TASK OBJECTIVE:
Reproduce word for word the part of the nursing home safety article from "The usual response?" up to and including "in trouble again.".

EXTRACT:
::::::::::

Families deserve straight talk about nursing home safety

The headlines have been grim. Seventeen bodies piled up in the morgue at a New Jersey nursing home. Fifty-five residents dead in Brooklyn, N.Y. In one week, 104 residents dead in a facility in western Pennsylvania and 102 dead at a home in San Antonio. In Detroit 26 percent of nursing home residents and staff test positive for the coronavirus.

Residents in nursing homes had been at risk long before I began reporting on them in the 1990s, and care facilities have continued to be the subject of press inquiry all across the country. Staffing shortages, poor care, and downright abuse had been the stuff of media exposes for years long before anyone had heard of the coronavirus.

The usual response? Nursing homes that got in trouble promised to clean up their act, engaging in what came to be called yo-yo compliance with state and federal regulations.

Nursing facilities with numerous deficiencies in care-giving would promise to make recommended changes and improve conditions. But promises were just that. Often, they did not result in permanent or meaningful change. A facility would get in trouble again.

::::::::::

Saved entries:
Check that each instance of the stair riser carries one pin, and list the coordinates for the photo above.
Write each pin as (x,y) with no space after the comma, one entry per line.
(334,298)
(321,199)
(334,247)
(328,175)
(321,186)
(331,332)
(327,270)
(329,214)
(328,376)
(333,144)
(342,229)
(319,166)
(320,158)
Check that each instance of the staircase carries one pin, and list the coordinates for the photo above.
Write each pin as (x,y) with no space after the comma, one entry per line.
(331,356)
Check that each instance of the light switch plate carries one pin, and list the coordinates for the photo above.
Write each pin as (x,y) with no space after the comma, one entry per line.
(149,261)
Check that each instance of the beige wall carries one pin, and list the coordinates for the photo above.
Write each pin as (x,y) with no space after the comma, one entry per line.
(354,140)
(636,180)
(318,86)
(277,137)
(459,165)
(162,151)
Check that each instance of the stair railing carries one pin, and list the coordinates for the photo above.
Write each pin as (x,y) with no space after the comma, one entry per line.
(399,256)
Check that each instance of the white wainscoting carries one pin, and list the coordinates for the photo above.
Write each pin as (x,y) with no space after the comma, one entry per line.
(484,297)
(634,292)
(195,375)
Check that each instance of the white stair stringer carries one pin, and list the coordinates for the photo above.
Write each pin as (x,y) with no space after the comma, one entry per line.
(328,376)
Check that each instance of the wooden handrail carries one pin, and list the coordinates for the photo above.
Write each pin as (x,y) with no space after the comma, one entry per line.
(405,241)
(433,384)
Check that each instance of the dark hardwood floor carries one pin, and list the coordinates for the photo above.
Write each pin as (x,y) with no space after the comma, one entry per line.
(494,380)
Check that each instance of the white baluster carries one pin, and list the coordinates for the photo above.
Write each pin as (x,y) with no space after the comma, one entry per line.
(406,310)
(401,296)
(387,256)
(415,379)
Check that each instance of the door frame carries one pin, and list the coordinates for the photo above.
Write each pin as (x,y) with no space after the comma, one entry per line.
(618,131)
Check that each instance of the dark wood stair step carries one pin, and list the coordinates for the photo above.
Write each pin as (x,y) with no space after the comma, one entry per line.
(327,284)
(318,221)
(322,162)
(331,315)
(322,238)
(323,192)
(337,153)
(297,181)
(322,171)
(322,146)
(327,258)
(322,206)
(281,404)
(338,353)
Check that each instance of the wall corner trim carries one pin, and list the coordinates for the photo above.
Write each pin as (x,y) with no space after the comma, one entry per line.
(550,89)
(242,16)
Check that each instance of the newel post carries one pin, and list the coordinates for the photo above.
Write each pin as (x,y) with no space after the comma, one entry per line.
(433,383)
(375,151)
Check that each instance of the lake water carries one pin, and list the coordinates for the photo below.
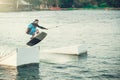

::::::::::

RESULT OF THIS EXERCISE:
The usual response? Nursing homes that got in trouble promised to clean up their act, engaging in what came to be called yo-yo compliance with state and federal regulations.

Nursing facilities with numerous deficiencies in care-giving would promise to make recommended changes and improve conditions. But promises were just that. Often, they did not result in permanent or meaningful change. A facility would get in trouble again.